* Begin GIVEN RECORDS *

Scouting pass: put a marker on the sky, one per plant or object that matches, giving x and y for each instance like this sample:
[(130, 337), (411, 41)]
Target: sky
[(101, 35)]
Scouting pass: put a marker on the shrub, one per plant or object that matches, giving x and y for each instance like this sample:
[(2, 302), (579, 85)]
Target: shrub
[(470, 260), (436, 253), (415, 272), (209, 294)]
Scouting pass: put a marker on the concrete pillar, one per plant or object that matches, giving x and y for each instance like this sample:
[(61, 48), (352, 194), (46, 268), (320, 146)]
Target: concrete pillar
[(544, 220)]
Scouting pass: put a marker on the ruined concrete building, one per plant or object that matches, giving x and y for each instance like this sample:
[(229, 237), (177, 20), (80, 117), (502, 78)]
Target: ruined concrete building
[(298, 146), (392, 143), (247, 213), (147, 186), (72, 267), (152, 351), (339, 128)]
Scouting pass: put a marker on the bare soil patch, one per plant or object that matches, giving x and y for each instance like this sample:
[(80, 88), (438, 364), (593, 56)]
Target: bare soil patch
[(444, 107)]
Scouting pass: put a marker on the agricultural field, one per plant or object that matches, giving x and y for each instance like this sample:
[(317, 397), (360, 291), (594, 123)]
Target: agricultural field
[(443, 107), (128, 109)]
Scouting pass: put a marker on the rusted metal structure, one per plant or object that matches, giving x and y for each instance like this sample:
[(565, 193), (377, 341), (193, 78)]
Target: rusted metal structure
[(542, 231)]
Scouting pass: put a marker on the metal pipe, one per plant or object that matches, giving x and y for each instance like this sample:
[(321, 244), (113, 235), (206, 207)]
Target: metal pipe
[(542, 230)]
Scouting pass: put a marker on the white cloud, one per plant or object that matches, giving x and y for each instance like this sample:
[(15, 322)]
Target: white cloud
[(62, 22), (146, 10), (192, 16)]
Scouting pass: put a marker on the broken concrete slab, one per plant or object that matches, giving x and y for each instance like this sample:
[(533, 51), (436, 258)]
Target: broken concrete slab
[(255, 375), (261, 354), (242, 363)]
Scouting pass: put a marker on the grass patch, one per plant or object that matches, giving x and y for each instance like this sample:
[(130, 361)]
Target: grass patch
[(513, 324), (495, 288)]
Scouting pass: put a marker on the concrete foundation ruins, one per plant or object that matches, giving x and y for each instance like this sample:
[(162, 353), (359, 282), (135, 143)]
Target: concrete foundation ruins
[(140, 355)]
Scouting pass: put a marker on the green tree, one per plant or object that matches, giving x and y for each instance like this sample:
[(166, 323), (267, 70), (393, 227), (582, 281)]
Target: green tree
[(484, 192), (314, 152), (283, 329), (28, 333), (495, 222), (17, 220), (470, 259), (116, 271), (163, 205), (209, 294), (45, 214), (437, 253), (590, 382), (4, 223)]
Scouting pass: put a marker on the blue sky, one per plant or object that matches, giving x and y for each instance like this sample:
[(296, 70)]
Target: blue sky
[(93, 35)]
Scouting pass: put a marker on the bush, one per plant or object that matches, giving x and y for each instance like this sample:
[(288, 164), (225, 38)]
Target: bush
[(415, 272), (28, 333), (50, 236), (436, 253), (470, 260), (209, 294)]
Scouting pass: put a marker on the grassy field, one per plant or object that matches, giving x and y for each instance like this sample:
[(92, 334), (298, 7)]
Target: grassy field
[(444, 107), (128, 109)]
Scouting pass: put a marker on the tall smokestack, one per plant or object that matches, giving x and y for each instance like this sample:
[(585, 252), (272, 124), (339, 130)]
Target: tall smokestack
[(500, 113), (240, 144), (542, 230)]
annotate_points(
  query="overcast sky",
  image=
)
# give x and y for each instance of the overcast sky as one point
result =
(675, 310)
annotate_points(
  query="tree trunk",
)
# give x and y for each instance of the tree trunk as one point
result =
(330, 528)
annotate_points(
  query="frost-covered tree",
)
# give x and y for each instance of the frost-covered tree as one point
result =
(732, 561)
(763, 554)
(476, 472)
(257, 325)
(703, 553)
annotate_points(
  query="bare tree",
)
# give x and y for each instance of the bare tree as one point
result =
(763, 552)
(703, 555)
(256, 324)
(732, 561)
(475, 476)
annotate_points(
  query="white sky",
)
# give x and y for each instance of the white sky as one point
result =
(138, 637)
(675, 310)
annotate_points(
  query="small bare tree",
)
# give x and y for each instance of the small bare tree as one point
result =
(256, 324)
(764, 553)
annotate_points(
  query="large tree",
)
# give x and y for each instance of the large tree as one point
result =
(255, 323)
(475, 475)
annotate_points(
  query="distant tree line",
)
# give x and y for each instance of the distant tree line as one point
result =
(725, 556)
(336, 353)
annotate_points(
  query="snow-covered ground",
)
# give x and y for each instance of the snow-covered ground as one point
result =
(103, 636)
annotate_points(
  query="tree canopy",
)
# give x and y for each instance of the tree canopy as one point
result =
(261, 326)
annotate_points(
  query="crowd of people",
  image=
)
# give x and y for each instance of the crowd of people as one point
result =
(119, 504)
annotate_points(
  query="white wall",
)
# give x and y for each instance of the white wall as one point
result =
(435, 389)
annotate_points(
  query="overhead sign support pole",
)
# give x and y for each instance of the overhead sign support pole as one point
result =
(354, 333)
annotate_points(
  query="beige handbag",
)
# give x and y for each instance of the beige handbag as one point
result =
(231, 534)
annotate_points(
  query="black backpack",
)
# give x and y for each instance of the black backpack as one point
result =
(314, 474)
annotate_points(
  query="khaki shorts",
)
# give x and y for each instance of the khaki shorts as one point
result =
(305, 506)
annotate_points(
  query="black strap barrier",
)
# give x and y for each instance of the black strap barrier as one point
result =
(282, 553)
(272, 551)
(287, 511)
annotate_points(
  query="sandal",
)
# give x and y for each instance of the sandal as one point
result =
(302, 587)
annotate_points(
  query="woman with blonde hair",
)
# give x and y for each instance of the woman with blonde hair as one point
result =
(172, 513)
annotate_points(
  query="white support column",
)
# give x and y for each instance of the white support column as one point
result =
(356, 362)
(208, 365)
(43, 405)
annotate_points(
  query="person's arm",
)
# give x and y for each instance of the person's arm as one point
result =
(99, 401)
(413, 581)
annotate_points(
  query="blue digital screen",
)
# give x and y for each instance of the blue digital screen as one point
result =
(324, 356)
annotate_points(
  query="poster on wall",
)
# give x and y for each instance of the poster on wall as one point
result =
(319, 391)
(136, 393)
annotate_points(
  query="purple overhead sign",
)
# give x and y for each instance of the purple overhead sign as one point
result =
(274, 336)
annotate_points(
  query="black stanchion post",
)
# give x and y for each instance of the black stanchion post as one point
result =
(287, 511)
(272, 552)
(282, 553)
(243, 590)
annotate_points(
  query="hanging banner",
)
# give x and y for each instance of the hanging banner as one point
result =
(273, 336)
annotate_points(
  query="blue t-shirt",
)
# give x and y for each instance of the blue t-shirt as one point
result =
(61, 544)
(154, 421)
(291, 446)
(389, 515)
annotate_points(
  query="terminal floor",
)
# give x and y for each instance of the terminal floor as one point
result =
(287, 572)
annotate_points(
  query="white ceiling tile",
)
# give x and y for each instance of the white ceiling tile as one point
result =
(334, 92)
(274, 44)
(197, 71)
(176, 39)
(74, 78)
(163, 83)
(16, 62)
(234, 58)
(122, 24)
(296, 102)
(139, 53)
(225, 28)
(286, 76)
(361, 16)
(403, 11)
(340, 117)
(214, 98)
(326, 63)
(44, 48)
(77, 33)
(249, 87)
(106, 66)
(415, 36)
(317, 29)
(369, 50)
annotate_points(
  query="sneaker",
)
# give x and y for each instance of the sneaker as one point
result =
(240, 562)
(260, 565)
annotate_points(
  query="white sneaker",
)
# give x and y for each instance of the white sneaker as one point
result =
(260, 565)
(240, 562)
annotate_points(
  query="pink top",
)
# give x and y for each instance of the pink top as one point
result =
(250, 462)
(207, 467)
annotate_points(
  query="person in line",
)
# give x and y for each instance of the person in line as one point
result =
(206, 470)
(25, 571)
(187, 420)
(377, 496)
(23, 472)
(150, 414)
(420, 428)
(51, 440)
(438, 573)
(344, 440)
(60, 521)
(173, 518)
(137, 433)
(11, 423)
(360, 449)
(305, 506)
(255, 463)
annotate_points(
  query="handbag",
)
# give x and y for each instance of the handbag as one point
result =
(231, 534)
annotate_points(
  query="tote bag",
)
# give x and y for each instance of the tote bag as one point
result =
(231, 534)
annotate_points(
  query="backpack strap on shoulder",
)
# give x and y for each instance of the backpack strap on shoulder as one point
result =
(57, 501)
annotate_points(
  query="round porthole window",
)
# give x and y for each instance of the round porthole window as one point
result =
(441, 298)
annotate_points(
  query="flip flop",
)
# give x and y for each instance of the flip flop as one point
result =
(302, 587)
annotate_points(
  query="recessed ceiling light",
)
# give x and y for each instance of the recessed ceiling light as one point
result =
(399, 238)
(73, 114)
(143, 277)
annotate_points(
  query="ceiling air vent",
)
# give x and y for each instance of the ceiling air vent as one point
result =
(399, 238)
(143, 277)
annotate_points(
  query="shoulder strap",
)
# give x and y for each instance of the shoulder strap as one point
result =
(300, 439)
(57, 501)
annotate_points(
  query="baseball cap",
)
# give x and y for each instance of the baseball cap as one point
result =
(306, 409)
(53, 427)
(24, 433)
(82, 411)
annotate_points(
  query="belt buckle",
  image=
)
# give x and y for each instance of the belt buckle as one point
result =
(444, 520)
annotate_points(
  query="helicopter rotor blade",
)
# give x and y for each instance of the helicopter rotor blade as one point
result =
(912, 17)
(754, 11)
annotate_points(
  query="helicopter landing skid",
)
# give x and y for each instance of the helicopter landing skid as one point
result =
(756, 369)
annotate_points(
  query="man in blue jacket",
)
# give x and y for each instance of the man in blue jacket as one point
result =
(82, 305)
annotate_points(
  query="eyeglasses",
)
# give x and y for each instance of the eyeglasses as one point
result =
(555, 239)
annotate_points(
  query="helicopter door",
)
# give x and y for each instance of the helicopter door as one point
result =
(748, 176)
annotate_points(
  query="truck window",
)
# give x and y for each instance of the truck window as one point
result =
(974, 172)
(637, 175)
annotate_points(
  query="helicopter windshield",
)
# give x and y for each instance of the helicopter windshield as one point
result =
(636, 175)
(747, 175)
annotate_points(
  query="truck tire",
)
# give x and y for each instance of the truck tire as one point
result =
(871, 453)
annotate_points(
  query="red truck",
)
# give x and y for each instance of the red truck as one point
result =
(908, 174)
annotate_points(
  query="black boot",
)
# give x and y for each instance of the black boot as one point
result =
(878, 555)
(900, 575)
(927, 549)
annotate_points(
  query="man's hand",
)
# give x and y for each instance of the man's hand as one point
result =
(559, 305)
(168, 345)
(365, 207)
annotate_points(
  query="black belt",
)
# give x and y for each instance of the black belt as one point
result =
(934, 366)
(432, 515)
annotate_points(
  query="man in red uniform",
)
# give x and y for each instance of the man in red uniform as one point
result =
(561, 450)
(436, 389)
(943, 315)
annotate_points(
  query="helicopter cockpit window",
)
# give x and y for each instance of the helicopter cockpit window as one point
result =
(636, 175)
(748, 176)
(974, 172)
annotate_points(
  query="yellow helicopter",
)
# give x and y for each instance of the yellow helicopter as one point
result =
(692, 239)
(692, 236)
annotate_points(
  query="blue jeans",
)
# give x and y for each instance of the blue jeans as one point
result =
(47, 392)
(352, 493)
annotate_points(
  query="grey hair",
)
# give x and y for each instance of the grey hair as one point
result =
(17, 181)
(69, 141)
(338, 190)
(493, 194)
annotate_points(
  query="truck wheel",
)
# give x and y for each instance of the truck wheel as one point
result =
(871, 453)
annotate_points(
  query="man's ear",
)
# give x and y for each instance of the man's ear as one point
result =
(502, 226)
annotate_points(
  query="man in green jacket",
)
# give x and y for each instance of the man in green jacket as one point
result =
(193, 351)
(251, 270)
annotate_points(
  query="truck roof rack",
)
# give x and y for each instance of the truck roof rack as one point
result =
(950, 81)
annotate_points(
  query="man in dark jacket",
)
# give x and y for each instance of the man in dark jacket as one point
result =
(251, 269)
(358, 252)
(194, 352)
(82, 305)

* End GIVEN RECORDS *

EXERCISE GOAL —
Collect each line from the records above that contains the string "baseball".

SOLUTION TO THE EXERCISE —
  query="baseball cap",
# give x and y for each instance of the baseball cap as one point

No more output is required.